Assignment:
Find where "Practice. Spot the standing" appears in the records below, then return that line and every later line exactly, stopping only at the last line.
Data for processing below:
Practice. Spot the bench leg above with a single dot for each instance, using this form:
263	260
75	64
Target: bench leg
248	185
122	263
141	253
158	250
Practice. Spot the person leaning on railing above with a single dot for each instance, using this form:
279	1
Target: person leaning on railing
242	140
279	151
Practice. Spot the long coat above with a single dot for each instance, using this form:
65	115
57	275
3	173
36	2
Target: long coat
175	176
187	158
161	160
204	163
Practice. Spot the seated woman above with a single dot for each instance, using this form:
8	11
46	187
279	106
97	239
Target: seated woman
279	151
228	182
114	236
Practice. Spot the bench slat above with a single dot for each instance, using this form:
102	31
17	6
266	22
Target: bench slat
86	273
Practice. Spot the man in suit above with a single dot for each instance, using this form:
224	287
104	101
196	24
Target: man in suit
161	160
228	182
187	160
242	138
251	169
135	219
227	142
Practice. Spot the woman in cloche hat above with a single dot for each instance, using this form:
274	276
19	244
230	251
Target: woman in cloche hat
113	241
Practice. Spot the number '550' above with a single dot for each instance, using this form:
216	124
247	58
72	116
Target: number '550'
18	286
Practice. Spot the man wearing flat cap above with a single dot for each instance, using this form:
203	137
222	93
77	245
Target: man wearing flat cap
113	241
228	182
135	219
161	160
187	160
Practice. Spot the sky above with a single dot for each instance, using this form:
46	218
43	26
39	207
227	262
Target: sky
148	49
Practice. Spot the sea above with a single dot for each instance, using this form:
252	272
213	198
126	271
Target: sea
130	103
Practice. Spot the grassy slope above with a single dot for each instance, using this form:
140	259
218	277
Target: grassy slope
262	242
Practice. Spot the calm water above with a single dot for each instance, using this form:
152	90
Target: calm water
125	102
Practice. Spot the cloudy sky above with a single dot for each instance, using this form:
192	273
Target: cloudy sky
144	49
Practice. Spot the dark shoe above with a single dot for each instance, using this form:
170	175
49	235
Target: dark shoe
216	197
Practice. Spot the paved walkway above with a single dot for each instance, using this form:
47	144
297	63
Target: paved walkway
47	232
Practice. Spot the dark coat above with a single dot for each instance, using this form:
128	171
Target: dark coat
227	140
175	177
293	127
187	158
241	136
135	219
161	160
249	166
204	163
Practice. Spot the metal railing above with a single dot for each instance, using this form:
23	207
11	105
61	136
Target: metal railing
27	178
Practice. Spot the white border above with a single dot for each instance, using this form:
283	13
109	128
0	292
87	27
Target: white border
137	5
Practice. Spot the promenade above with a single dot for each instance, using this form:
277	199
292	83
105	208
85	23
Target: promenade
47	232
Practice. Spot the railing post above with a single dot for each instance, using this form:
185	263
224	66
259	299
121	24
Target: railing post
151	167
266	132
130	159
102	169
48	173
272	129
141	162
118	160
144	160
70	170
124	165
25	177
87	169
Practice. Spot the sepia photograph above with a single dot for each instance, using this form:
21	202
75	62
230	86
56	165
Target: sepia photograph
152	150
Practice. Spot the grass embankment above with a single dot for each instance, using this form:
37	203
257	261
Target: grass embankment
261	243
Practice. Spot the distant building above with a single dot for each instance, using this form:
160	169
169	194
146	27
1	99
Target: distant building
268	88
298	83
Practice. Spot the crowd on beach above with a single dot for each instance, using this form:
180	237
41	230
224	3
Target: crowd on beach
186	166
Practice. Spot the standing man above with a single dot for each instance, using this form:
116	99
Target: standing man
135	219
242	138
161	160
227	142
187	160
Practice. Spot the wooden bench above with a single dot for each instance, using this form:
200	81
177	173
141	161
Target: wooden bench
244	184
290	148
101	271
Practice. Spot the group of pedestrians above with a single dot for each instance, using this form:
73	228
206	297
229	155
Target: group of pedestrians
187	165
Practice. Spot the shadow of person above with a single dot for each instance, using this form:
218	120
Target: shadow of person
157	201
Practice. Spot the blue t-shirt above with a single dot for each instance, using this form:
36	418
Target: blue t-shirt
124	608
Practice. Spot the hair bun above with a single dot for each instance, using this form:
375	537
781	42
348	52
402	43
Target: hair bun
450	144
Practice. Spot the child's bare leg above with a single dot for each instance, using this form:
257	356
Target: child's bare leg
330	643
End of Data for processing.
Written response:
Practice. Spot the standing man above with a single dot for each instance, using this form:
116	99
Target: standing man
135	219
242	138
161	160
227	142
187	160
Practice. Spot the wooden bench above with a single dot for each instance, using this form:
200	81
177	173
141	161
Target: wooden bench
244	184
290	148
101	271
Practice. Spot the group of pedestrians above with a single dot for each instance, using this form:
73	228
206	297
229	155
Target: group of pedestrians
187	165
Practice. Spot the shadow of person above with a single dot for each instance, using this form:
218	120
Target: shadow of person
157	201
Practice. Spot the blue t-shirt above with a single dot for each instance, using this form:
36	418
Target: blue t-shirt
124	608
Practice. Spot the hair bun above with a single dot for each instance, using this form:
375	537
781	42
348	52
402	43
Target: hair bun
450	144
Practice. Spot the child's bare leg above with a single dot for each instance, using this form:
257	356
Target: child's bare leg
330	643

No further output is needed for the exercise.